**Quoted passage:**
▬▬▬▬▬▬
Installation and Usage:

pip install chromadb

import chromadb
from chromadb.config import Settings

# Local client
client = chromadb.Client(Settings(
    chroma_db_impl="duckdb+parquet",
    persist_directory="./chroma_data"
))

# Create collection
collection = client.create_collection("docs")

# Add documents
collection.add(
    documents=["Kubernetes is an orchestrator", "Docker is a container"],
    metadatas=[{"source": "k8s"}, {"source": "docker"}],
    ids=["id1", "id2"]
)

# Search
results = collection.query(
    query_texts=["containers"],
    n_results=2
)

Use Case: Prototypes, small/medium applications, local development.

2. Milvus

Description: High-performance vector DB for production at scale.

Features: - Support for billions of vectors - GPU acceleration - Native horizontal distribution - Multiple indexes (HNSW, IVF, ANNOY)
▬▬▬▬▬▬
**Stored data:**
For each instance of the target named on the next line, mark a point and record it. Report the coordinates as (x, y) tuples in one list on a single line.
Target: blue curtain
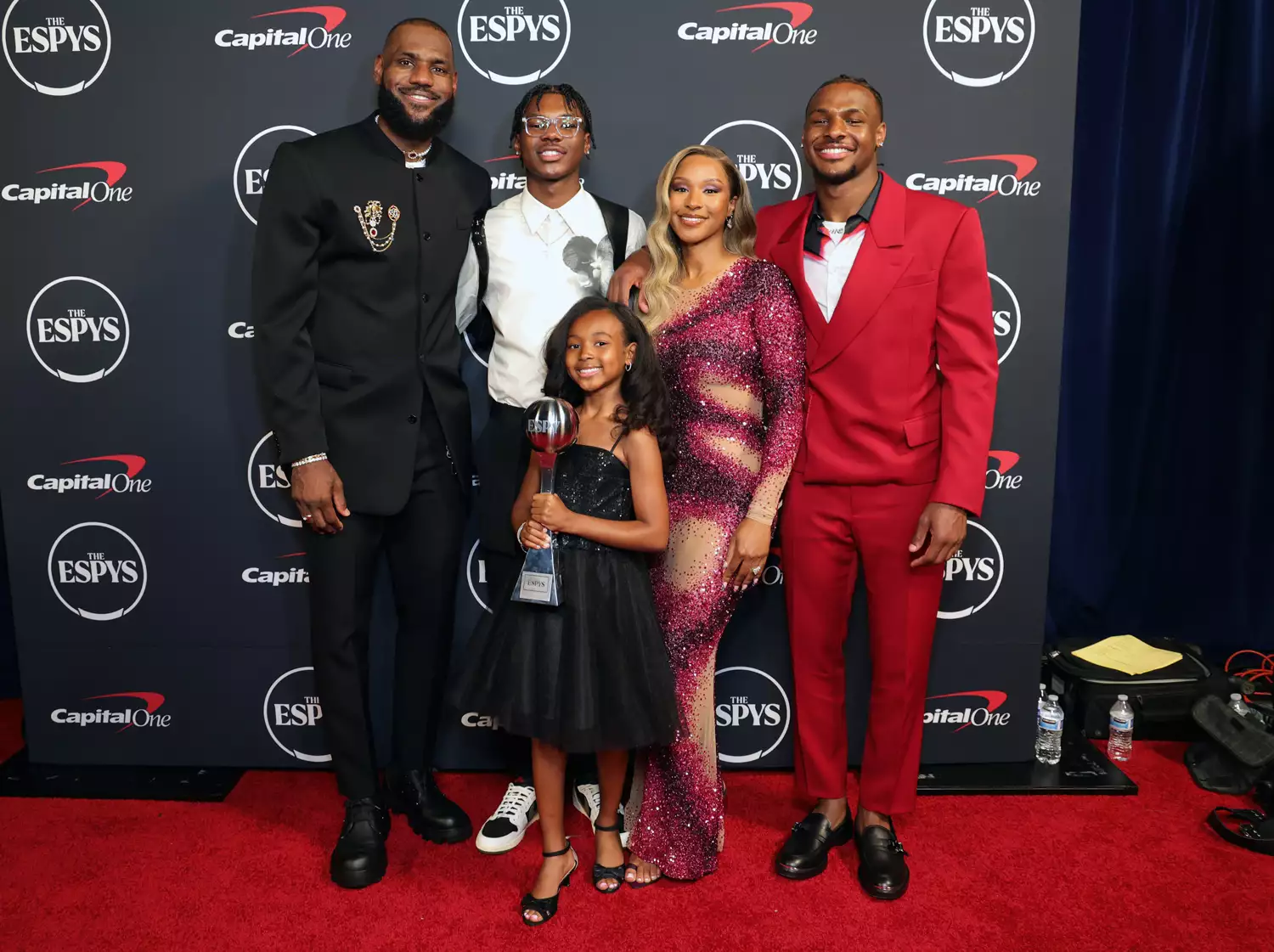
[(1164, 521)]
▬▬▬▬▬▬
**Set tasks:**
1: In the vector database text, which directory does the local Chroma client use to persist its data?
2: Write the next part of the vector database text, picking up after its list of Milvus features.

**The responses:**
1: It uses "./chroma_data".

2:
Docker Installation:

docker-compose up -d

version: '3.5'
services:
  etcd:
    image: quay.io/coreos/etcd:latest
  minio:
    image: minio/minio:latest
  milvus:
    image: milvusdb/milvus:latest
    ports:
      - "19530:19530"
    depends_on:
      - etcd
      - minio

Python Usage:

from pymilvus import connections, Collection, FieldSchema, CollectionSchema, DataType

# Connect
connections.connect("default", host="localhost", port="19530")

# Define schema
fields = [
    FieldSchema(name="id", dtype=DataType.INT64, is_primary=True, auto_id=True),
    FieldSchema(name="embedding", dtype=DataType.FLOAT_VECTOR, dim=768),
    FieldSchema(name="text", dtype=DataType.VARCHAR, max_length=500)
]
schema = CollectionSchema(fields, "Document embeddings")
collection = Collection("docs", schema)

# Create index
index_params = {
    "metric_type": "L2",
    "index_type": "IVF_FLAT",
    "params": {"nlist": 128}
}
collection.create_index("embedding", index_params)

# Insert
collection.insert([
    [embedding_vector],
    ["Kubernetes documentation"]
])

# Search
search_params = {"metric_type": "L2", "params": {"nprobe": 10}}
results = collection.search(
    data=[query_vector],
    anns_field="embedding",
    param=search_params,
    limit=10
)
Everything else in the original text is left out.